EXERCISE DESCRIPTION :: Convert every line of the records below into a numbered list, skipping blank lines.

Entries from an annotation dataset:
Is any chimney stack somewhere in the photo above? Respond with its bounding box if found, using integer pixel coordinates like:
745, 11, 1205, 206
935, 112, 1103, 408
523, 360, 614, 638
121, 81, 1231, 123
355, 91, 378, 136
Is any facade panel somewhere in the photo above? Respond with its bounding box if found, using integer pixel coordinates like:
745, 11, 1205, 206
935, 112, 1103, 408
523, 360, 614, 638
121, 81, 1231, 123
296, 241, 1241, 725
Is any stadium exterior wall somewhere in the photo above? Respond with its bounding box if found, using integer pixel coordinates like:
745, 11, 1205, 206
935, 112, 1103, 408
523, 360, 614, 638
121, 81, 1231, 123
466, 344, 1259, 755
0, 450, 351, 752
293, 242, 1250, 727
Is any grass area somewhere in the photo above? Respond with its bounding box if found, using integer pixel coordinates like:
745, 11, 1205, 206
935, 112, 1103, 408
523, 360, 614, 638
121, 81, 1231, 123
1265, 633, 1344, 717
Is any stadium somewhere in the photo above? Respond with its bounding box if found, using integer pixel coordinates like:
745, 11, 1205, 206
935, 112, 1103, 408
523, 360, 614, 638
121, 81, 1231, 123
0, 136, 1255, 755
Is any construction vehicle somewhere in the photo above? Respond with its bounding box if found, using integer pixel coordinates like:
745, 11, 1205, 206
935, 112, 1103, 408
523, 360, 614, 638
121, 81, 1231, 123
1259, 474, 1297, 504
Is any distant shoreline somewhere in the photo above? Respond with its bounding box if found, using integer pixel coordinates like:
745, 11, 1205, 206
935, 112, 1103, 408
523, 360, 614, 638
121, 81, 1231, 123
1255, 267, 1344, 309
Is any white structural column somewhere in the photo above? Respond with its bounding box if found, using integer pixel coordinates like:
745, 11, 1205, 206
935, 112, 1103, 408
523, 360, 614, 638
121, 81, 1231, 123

FULL SOLUTION ::
1. Is any chimney stack somewhere in the photo above? Respond with its bounding box if found, using integer pixel coordinates like:
2. 745, 11, 1205, 206
3. 935, 112, 1103, 408
4. 523, 360, 614, 638
5. 121, 81, 1231, 123
6. 355, 91, 378, 136
7. Is any facade panel somewhere in the photo above? Respond with its bounding box if found, using integer pixel coordinates like:
8. 745, 11, 1205, 206
9. 935, 112, 1103, 408
10. 523, 360, 614, 638
11. 121, 81, 1231, 123
12. 296, 241, 1241, 725
13. Is any stadium exterior wall somewhere in the photo above? Respond with its bounding box if found, using integer pixel coordinates like:
14. 745, 11, 1205, 206
15. 935, 112, 1103, 408
16. 523, 360, 614, 638
17. 121, 81, 1231, 123
18. 466, 344, 1259, 755
19. 0, 450, 351, 752
20. 293, 242, 1250, 727
21. Is any grass area somewhere in the photo above? Respond with its bounding box if found, using integer pixel coordinates like:
22. 745, 11, 1205, 206
23. 935, 112, 1103, 408
24. 523, 360, 614, 638
25. 121, 81, 1231, 123
26. 1265, 633, 1344, 717
27. Is any stadium somewhere in the photo above? Respond with its bounding box if found, using integer pixel coordinates like:
28. 745, 11, 1205, 206
29. 935, 112, 1103, 408
30. 523, 360, 614, 638
31. 121, 81, 1231, 123
32. 0, 136, 1255, 755
33. Is any construction vehicle somewhere in the photo above? Respond with its bounding box if found, using integer pixel coordinates like:
34. 745, 11, 1205, 206
35. 935, 112, 1103, 408
36. 523, 360, 614, 638
37. 121, 81, 1231, 123
38. 1259, 474, 1297, 504
39. Is any distant shoreline somewhere in the photo above? Respond with its bounding box if found, using integer pixel coordinates like:
40. 745, 11, 1205, 206
41. 935, 112, 1103, 408
42. 523, 360, 614, 638
43. 121, 81, 1231, 123
44. 1255, 267, 1344, 309
45. Is any white structural column somewhere in the photo above? Respond with its bounding box if found, using integer pixel coordinates like:
46. 745, 11, 1205, 206
47. 935, 112, 1103, 408
48. 523, 360, 614, 638
49. 121, 81, 1231, 123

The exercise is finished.